> [Instructions to follow]:
Rewrite the stretch of material from the line containing "jacket with a point." through the line containing "(1007, 643)", putting "Result" wherever "Observed" appears and leaving everything else unchanged. Give back only those lines.

> [Raw data]:
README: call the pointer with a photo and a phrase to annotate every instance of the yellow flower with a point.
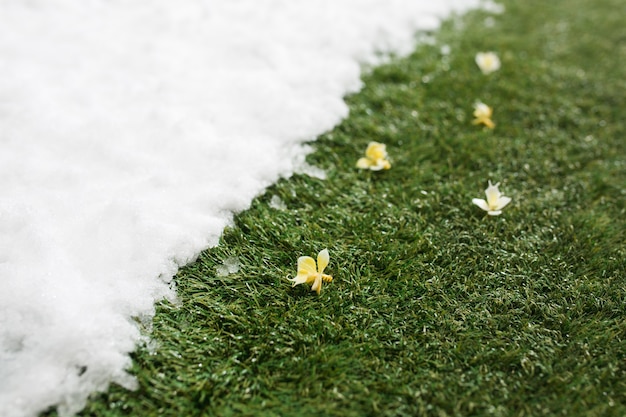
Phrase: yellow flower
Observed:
(495, 200)
(482, 114)
(488, 62)
(375, 157)
(310, 274)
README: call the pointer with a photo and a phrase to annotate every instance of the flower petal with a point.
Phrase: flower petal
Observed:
(363, 163)
(306, 270)
(493, 194)
(481, 203)
(317, 285)
(322, 260)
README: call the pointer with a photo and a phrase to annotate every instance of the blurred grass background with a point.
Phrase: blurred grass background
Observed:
(435, 308)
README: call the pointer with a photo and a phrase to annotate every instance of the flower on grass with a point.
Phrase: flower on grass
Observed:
(310, 274)
(375, 157)
(495, 200)
(488, 62)
(482, 114)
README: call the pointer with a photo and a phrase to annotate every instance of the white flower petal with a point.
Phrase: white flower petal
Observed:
(481, 203)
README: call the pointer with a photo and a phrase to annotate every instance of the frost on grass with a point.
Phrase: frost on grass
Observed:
(229, 266)
(277, 203)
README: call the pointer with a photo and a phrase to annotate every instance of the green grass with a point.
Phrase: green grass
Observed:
(435, 309)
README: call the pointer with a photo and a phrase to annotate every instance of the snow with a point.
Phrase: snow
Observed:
(130, 132)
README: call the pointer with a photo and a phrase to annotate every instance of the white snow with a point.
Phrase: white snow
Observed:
(129, 134)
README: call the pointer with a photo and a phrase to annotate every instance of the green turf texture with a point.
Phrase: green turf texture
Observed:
(435, 309)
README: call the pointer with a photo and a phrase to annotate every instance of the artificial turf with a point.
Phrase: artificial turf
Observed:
(435, 309)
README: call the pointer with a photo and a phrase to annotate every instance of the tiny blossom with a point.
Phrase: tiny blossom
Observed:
(488, 62)
(495, 200)
(482, 114)
(310, 274)
(375, 157)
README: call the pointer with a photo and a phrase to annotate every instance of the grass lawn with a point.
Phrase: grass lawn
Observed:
(435, 309)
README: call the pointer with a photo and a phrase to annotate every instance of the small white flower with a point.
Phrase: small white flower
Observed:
(495, 200)
(488, 62)
(482, 114)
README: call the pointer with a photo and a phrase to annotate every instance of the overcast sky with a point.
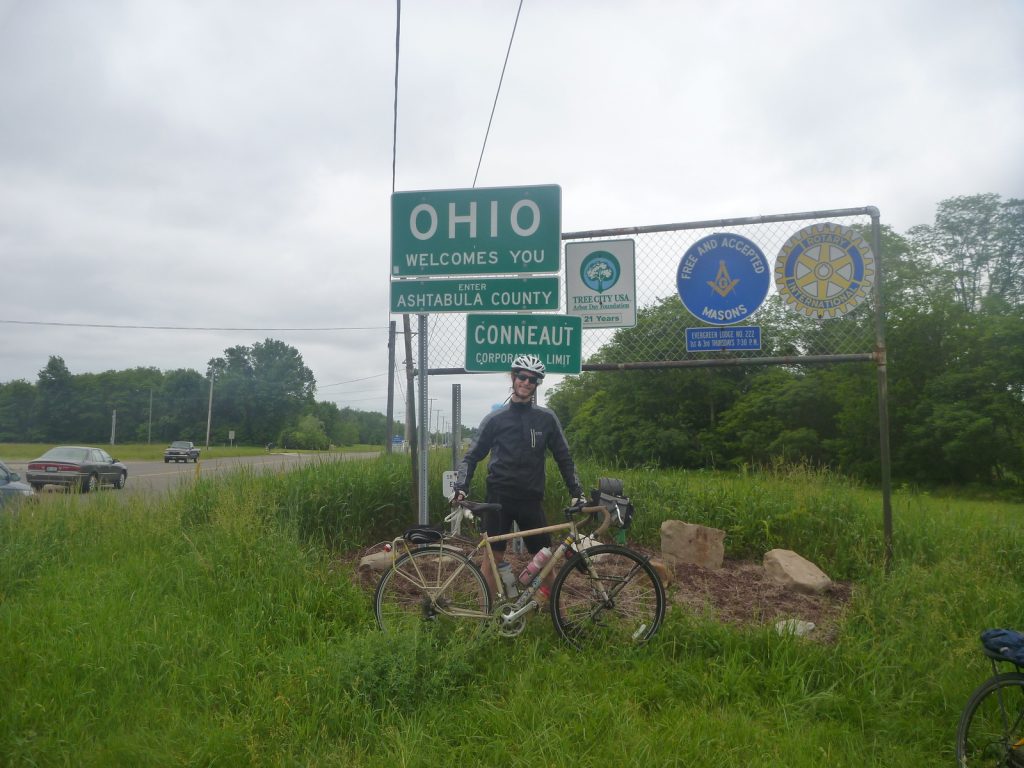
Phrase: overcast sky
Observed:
(226, 164)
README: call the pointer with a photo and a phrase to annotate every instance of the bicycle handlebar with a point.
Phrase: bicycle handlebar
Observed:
(467, 509)
(593, 511)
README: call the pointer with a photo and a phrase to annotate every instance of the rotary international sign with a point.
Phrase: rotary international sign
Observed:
(824, 270)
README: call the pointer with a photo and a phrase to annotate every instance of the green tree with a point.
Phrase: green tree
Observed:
(259, 390)
(17, 413)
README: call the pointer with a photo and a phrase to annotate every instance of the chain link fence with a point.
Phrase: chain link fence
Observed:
(827, 310)
(854, 335)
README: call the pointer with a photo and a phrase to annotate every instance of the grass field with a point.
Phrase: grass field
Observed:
(218, 627)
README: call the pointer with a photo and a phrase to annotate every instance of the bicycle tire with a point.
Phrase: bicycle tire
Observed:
(608, 596)
(990, 731)
(417, 592)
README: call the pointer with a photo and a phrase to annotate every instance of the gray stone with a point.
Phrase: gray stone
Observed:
(786, 567)
(688, 543)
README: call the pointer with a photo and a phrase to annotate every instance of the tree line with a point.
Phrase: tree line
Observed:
(954, 320)
(264, 393)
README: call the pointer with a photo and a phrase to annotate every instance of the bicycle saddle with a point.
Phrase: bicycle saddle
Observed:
(423, 535)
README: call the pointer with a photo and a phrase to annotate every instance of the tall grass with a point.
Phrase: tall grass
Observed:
(218, 626)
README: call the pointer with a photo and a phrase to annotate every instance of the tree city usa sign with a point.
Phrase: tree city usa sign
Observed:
(497, 230)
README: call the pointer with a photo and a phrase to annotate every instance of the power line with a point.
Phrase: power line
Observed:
(349, 381)
(500, 80)
(182, 328)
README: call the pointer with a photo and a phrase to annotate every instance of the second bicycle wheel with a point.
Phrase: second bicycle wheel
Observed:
(607, 596)
(431, 587)
(991, 729)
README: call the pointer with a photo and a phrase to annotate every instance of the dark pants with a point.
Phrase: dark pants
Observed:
(527, 513)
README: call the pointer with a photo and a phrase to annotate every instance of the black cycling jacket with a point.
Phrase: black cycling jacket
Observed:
(517, 437)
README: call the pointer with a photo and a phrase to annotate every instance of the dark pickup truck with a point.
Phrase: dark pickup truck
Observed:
(181, 451)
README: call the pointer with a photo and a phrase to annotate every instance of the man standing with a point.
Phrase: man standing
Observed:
(518, 436)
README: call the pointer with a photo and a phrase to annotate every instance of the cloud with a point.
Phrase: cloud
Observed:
(228, 165)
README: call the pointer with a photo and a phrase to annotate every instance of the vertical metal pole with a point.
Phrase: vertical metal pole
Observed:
(390, 388)
(881, 359)
(424, 506)
(456, 423)
(411, 413)
(209, 413)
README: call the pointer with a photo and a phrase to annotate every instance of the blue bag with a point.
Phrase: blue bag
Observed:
(1007, 643)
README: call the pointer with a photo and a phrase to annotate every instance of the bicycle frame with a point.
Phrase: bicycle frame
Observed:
(524, 603)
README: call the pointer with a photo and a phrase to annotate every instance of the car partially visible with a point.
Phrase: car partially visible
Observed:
(76, 466)
(11, 487)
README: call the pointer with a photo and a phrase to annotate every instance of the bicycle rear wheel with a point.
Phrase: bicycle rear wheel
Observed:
(990, 732)
(609, 596)
(432, 587)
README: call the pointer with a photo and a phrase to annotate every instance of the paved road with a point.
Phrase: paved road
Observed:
(156, 477)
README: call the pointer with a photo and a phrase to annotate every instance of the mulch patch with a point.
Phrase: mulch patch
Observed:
(739, 593)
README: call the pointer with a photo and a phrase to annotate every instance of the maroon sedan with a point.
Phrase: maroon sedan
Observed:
(72, 466)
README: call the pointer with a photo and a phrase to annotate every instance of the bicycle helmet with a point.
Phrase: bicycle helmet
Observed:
(528, 363)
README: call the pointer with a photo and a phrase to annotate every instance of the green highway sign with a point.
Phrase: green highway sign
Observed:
(496, 230)
(494, 340)
(474, 294)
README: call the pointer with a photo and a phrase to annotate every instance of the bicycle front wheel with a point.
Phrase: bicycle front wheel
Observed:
(609, 596)
(991, 729)
(433, 587)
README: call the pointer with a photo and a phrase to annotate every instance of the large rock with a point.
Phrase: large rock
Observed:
(374, 564)
(687, 543)
(663, 570)
(790, 569)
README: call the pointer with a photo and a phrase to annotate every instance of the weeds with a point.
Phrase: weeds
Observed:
(216, 627)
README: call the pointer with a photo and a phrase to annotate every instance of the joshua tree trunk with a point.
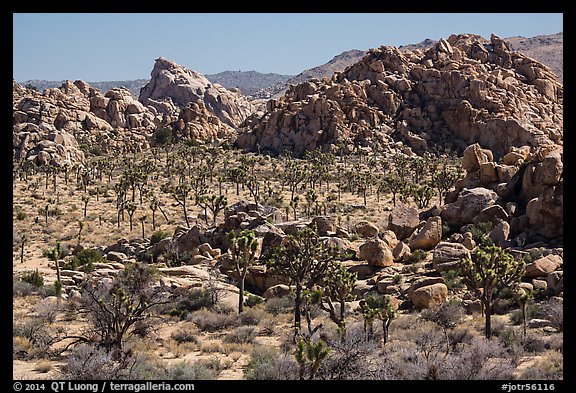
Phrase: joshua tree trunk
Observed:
(241, 295)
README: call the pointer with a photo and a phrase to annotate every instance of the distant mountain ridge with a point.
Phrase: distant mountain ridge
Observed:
(547, 49)
(249, 82)
(133, 86)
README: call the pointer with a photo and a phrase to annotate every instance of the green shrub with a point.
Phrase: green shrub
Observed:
(157, 236)
(253, 300)
(34, 278)
(212, 321)
(185, 335)
(21, 288)
(262, 364)
(242, 335)
(85, 259)
(417, 255)
(162, 136)
(280, 305)
(452, 279)
(190, 372)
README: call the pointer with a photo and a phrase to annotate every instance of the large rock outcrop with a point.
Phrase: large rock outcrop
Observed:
(461, 91)
(49, 128)
(201, 110)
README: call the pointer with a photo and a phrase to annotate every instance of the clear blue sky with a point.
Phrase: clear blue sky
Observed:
(100, 47)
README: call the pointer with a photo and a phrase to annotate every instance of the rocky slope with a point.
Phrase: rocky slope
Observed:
(48, 127)
(133, 86)
(249, 82)
(547, 49)
(196, 108)
(460, 91)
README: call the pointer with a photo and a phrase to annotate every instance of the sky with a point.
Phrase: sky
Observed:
(110, 47)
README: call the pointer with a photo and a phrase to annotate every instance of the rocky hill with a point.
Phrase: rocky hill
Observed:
(133, 86)
(460, 91)
(51, 127)
(547, 49)
(248, 82)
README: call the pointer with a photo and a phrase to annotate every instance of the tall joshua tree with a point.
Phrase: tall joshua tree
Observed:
(488, 271)
(304, 259)
(243, 249)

> [Task output]:
README: call the pointer with a photo and a phrase to annotate every instance of the black cycling jacket with a point.
Phrase: black cycling jacket
Result:
(517, 437)
README: call the pointer with a photo and a phrase to annotate every instance of the dark pickup truck with a point.
Phrase: dark pickup truck
Result:
(181, 451)
README: call the pointer with a photo and a phrase to annotate every instance of the man standing with a point.
Phrase: man standing
Result:
(518, 436)
README: call the pointer with a photo and a phrase to annotate every instance of the cloud with a point.
Phrase: cloud
Result:
(228, 165)
README: call the pointer with a photo and a phrase to annotate every instance of the vertical metal pole with a point.
Phrase: vertical metal pole
Result:
(390, 388)
(881, 359)
(424, 506)
(456, 423)
(411, 413)
(209, 413)
README: call the pointer with a photo and a phrase to annotate every instance of the blue bag with a point.
Phrase: blue bag
Result:
(1007, 643)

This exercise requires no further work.